Exercise input:

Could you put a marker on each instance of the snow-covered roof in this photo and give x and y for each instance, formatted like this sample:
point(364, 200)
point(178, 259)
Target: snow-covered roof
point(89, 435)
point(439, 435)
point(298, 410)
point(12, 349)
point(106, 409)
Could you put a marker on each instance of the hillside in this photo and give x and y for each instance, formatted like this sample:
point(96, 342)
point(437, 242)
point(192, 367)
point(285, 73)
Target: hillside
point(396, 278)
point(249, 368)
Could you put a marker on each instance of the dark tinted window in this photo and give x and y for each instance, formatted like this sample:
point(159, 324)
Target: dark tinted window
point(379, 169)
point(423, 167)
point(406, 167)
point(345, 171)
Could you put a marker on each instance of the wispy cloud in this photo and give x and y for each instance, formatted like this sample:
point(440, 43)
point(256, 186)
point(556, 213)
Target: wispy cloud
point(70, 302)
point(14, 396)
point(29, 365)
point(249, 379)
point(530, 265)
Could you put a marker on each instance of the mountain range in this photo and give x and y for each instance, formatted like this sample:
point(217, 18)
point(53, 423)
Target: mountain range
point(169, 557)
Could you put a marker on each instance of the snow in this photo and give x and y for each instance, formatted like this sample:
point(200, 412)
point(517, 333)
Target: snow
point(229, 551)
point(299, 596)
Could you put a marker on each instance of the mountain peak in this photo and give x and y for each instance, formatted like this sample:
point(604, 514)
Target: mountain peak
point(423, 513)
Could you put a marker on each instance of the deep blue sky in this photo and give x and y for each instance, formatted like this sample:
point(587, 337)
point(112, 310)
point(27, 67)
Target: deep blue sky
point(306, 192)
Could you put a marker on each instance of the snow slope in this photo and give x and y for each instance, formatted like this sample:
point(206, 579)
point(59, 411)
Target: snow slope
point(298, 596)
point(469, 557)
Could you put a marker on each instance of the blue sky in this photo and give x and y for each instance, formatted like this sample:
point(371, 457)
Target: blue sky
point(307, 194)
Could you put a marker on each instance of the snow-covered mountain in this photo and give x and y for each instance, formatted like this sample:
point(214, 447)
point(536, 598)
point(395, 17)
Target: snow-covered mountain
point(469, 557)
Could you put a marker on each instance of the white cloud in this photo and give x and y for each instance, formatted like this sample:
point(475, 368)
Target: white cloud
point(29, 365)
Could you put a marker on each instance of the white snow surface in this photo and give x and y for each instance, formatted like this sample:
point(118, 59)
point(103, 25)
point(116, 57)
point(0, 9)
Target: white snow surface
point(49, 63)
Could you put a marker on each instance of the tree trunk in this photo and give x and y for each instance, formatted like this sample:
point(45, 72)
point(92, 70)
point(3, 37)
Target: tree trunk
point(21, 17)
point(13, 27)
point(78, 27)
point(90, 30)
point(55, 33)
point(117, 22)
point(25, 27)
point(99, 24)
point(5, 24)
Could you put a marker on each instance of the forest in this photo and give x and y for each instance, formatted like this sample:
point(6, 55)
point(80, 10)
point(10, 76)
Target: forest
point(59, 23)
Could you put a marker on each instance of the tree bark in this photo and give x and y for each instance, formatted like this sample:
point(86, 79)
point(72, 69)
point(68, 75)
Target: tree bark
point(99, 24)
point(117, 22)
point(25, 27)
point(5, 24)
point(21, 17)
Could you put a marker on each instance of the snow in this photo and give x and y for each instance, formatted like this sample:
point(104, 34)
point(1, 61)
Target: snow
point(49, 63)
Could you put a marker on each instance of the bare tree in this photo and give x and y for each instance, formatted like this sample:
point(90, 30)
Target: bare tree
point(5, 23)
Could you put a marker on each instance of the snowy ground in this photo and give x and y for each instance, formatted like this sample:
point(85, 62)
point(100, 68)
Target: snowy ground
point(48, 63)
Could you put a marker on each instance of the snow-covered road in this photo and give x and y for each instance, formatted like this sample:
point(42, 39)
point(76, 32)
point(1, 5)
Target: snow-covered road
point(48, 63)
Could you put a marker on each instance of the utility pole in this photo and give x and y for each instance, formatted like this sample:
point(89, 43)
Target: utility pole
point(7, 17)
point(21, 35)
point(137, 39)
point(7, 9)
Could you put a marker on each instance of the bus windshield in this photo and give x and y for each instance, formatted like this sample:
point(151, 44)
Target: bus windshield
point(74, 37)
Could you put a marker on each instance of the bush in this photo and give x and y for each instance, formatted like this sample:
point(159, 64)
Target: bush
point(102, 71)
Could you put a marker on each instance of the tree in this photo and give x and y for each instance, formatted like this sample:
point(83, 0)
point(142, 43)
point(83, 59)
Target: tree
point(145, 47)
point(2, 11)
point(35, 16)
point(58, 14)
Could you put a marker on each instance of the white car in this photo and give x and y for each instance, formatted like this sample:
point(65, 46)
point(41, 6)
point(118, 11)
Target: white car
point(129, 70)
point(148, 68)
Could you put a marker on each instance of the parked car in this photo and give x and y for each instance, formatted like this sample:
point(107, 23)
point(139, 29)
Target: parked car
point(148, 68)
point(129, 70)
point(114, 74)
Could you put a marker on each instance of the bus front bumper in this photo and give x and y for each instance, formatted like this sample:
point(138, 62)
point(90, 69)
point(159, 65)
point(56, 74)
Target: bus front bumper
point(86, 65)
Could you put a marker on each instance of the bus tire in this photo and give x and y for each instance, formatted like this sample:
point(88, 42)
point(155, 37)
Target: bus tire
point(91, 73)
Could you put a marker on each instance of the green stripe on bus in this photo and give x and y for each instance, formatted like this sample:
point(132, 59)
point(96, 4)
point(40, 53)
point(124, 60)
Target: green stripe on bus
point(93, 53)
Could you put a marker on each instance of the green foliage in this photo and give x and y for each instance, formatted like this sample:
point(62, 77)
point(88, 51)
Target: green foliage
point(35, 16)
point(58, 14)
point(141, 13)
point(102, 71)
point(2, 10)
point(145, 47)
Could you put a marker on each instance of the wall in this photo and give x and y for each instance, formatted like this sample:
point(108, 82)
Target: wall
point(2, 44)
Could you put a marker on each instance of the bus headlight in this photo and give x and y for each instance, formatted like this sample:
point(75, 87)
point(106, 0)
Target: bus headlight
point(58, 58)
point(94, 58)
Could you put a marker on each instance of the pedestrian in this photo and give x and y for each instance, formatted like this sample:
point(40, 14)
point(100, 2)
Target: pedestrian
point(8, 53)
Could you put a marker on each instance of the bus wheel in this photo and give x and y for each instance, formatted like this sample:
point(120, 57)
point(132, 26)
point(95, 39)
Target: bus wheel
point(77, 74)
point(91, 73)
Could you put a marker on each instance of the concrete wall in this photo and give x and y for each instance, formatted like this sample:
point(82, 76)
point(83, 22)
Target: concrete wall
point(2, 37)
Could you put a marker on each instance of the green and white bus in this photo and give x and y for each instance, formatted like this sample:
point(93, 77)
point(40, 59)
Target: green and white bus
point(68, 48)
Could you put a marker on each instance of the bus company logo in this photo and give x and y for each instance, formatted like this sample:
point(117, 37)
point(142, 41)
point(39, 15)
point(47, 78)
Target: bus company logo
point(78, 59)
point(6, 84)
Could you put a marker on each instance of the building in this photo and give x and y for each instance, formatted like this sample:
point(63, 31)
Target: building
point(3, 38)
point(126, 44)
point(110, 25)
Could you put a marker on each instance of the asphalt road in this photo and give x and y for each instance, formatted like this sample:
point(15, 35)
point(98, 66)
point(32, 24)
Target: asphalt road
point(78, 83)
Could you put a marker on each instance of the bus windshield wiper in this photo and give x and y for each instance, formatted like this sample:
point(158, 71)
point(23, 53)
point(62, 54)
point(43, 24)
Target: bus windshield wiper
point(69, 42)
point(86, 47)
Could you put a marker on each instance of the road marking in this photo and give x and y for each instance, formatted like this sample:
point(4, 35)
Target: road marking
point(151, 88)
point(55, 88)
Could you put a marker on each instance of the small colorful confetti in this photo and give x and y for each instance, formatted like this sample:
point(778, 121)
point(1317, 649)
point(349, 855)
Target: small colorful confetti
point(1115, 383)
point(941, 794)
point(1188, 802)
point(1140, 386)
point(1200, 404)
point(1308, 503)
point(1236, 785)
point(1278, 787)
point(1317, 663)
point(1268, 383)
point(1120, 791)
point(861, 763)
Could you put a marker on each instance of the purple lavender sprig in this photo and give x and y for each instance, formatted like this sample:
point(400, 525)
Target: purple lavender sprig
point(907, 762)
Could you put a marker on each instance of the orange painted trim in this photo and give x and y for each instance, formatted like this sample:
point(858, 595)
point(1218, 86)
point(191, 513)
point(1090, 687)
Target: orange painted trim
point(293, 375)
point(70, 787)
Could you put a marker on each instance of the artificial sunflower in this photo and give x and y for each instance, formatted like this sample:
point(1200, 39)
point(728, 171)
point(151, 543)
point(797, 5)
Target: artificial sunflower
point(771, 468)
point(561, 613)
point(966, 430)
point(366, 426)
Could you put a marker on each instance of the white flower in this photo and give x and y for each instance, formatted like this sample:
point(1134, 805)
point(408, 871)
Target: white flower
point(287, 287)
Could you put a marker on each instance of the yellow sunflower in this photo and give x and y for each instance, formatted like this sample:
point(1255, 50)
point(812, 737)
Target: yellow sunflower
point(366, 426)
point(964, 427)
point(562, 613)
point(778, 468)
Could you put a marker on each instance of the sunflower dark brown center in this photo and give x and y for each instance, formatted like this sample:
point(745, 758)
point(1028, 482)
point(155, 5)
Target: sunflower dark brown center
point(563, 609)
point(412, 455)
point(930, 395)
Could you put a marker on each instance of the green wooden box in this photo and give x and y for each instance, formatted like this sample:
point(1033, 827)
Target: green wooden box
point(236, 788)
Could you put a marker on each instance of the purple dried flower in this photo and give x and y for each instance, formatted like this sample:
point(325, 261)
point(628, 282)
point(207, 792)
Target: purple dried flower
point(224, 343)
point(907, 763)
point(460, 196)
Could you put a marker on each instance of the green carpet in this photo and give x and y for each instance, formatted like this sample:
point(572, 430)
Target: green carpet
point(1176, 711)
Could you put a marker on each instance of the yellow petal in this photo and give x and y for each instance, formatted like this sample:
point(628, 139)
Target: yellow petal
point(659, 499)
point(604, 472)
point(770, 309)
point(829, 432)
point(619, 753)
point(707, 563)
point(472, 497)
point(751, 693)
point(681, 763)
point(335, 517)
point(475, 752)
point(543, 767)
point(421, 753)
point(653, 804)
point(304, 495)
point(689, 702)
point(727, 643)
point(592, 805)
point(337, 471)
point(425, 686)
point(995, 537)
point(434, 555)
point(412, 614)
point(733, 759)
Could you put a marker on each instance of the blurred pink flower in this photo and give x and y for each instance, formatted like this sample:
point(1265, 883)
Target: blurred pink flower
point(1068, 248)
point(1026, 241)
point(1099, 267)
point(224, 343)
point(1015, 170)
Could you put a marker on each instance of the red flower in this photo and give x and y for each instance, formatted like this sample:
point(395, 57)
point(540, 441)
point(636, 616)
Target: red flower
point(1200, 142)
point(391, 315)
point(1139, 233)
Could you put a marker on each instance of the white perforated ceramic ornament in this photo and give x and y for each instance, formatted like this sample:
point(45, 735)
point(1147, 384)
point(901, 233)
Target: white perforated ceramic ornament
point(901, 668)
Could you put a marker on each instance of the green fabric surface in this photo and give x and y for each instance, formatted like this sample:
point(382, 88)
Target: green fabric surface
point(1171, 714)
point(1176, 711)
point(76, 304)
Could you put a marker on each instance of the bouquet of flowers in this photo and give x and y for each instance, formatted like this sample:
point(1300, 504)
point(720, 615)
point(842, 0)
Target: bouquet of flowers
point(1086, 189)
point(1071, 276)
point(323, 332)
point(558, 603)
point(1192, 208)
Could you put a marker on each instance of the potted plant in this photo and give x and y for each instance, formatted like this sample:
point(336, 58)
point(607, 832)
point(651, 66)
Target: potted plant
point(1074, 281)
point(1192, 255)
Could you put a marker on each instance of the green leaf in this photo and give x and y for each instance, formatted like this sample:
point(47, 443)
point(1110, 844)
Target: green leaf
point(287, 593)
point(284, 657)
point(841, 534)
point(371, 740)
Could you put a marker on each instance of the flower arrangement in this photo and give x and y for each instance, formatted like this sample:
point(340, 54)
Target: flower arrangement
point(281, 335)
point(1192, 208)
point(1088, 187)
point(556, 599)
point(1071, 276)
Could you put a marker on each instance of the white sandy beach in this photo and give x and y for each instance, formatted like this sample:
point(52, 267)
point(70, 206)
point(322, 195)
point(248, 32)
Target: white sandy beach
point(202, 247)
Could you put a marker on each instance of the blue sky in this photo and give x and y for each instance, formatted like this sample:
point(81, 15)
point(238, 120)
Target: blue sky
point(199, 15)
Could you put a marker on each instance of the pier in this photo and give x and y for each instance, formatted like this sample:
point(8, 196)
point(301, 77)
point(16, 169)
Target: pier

Instructions for the task:
Go through the material above, and wherever a line contains the string "pier", return it.

Response to this exercise:
Could you put a marker on each instance of the pier in this photo and give x and y for each instance, formatted like this sample:
Target: pier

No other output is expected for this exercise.